§ **Instructions**
(a) According to the Butler Area Senior High School page excerpt, in what year did the school move to its current site?
(b) Write the next part of the page on Butler Area Senior High School, picking up right after its final sentence.

§ **Page excerpt**
>>>>
Location
- 120 Campus Lane Butler, Pennsylvania postal address United States
- 40°51′51″N 79°55′02″W﻿ / ﻿40.8641°N 79.9171°W

Information
- School type: Public, Senior high school
- Opened: 1908
- School district: Butler Area School District
- NCES District ID: 4204590
- CEEB code: 390500
- NCES School ID: 420459001147
- Principal: John Wyllie and Jason Huffman
- Faculty: 116.78 (on an FTE basis)
- Grades: 9th - 12th
- Enrollment: 1,968 (2023-2024)
- Student to teacher ratio: 16.85
- Campus type: Open
- Colors: Metallic Gold and White with Blue trims
- Athletics: Baseball, Cross Country, Football, Golf, Hockey, Lacrosse, Rifle, Soccer, Swimming and Diving, Tennis, Track and Field, Volleyball, Wrestling, Softball and marching band
- Athletics conference: Western Pennsylvania Interscholastic Athletic League (W.P.I.A.L.)
- Mascot: Golden Tornado
- Website: www.basdk12.org/1/home

= Butler Area Senior High School =

Butler Area Senior High School is a coeducational public senior high school in Butler Township, Butler County, Pennsylvania, United States, serving grades 9–12. The school has a Butler, Pennsylvania post office address. It is the senior high school for the Butler Area School District. The school was founded in 1908, moved to a larger building on an adjacent site in 1917, and moved again to its current site in 1960.
<<<<
Object location annotation data:
>>>>
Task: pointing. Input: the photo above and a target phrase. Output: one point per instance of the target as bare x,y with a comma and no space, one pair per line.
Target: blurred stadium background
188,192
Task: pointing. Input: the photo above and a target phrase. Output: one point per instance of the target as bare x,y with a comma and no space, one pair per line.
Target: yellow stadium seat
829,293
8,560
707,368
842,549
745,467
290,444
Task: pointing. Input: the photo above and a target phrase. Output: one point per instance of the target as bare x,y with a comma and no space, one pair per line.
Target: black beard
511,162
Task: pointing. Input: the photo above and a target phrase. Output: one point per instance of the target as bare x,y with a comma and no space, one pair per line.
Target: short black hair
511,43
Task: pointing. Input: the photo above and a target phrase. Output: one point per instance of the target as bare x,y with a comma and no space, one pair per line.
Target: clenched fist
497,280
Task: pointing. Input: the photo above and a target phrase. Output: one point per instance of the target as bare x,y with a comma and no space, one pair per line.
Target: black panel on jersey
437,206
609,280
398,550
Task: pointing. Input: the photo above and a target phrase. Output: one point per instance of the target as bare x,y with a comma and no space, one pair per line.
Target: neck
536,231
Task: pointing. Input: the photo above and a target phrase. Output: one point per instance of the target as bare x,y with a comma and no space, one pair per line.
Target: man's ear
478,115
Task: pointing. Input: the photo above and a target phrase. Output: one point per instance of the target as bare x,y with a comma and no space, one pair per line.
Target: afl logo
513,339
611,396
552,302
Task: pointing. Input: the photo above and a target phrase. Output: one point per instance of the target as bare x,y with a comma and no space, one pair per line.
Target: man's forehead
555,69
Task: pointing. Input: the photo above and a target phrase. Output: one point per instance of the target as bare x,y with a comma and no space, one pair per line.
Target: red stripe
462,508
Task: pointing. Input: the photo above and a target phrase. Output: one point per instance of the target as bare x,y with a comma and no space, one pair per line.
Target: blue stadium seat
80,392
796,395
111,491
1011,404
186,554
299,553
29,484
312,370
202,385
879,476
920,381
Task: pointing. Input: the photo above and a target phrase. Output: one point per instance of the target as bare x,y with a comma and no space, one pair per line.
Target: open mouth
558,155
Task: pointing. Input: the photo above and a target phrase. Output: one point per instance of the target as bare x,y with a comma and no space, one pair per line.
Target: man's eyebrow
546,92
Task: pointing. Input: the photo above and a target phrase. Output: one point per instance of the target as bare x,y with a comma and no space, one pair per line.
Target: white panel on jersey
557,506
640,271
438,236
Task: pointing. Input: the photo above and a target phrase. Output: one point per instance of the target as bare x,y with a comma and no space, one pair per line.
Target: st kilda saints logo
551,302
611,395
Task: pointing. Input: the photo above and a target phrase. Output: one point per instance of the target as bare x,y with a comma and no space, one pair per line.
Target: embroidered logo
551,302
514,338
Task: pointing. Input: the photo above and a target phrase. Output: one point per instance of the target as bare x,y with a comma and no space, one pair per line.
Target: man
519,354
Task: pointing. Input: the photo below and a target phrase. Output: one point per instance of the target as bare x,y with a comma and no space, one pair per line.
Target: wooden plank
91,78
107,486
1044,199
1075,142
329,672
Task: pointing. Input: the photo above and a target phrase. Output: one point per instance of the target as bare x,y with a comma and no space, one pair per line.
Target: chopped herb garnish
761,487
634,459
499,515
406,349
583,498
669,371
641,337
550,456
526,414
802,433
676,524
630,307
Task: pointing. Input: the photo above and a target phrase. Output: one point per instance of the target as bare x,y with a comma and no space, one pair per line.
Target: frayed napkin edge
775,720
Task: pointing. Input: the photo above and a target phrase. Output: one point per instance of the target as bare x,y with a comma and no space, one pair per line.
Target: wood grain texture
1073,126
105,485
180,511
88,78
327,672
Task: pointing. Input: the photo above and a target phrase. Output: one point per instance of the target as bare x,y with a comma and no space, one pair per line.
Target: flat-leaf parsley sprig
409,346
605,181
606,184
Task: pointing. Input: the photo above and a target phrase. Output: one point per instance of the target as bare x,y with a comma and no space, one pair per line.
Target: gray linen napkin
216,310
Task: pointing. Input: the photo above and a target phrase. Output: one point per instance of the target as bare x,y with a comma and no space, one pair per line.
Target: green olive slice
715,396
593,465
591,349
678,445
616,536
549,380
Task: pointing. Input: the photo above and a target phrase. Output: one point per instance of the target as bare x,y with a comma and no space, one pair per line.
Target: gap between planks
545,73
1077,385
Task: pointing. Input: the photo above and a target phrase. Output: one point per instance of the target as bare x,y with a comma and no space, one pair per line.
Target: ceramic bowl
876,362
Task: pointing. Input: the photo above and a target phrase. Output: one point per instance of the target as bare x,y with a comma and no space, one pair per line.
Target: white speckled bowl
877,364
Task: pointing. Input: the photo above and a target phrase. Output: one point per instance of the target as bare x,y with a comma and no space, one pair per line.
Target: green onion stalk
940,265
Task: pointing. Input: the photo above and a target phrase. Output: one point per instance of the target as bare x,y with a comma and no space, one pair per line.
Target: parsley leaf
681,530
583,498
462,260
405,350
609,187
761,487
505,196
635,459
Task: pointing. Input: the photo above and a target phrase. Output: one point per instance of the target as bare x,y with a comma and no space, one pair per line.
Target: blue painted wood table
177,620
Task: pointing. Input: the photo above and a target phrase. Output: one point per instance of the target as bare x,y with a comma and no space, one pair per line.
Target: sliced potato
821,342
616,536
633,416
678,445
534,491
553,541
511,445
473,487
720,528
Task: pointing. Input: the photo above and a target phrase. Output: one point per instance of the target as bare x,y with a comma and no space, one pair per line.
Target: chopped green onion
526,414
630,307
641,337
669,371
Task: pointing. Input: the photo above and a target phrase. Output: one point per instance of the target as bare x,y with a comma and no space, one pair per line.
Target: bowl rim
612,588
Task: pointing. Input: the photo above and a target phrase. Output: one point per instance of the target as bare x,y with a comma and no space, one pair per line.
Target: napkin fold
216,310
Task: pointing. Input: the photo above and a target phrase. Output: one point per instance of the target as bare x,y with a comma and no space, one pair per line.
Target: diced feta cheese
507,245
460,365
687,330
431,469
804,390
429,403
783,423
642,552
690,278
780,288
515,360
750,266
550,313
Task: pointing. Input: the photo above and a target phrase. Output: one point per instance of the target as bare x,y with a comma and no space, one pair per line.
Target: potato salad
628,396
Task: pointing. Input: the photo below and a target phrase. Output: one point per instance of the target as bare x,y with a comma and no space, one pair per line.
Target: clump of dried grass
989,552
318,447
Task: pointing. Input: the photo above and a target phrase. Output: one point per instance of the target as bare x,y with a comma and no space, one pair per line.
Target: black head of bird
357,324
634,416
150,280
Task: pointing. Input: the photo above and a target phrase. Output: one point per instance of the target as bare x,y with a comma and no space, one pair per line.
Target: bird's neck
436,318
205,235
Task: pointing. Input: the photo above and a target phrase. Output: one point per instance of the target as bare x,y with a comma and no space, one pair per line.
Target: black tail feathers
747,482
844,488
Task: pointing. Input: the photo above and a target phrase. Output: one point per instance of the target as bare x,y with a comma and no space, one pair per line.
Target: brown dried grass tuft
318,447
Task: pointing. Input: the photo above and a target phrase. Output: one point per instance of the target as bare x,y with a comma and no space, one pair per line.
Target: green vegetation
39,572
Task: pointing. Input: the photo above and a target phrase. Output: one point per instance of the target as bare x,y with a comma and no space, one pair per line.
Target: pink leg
<<<<
§ **Answers for the exercise**
(a) 1960

(b)
==History==
Butler Senior High School was originally opened in a yellow-brick building on a site bounded by McKean, East North, Cliff, and New Castle Streets in central Butler. In 1917 it moved to a three-story red-brick building across Cliff Street, the original building becoming the junior high school. In 1937 it was named John A. Gibson High School, in honor of the district superintendent who retired that year. In 1960 it moved again, to a new building on Campus Lane. The 1917 building later became the junior high school, with an annex built in 1994–95 occupying the site of the 1908 building.

Previously Butler Area Senior High had grades 11-12, while the Intermediate High School had grades 9-10, and the Junior High School 7-8. The junior high, later a middle school, closed in 2022. Since then the Intermediate High School took over for middle school/junior high school grades, and the senior high school now has the grade span 9-12.

==Attendance boundary==
The district (of which this is the sole comprehensive high school) covers the City of Butler, the boroughs of Connoquenessing and East Butler, and the townships of Butler, Center, Clearfield, Connoquenessing, Oakland and Summit. Census-designated places in Butler Township include Homeacre-Lyndora, Meadowood, Meridian, and Oak Hills. CDPs in Center Township include Shanor-Northvue and Unionville.

==Extracurricular programs==
The Senior High is home to the Butler Golden Tornado athletics teams and offers a variety of clubs, activities and sports.

===Marching band===
The Butler Golden Tornado Marching Band marches 175 students, who audition for their places.

===Junior Reserve Officers Training Corps===
Butler High School has an Army J.R.O.T.C. program battalion, the Tornado Battalion.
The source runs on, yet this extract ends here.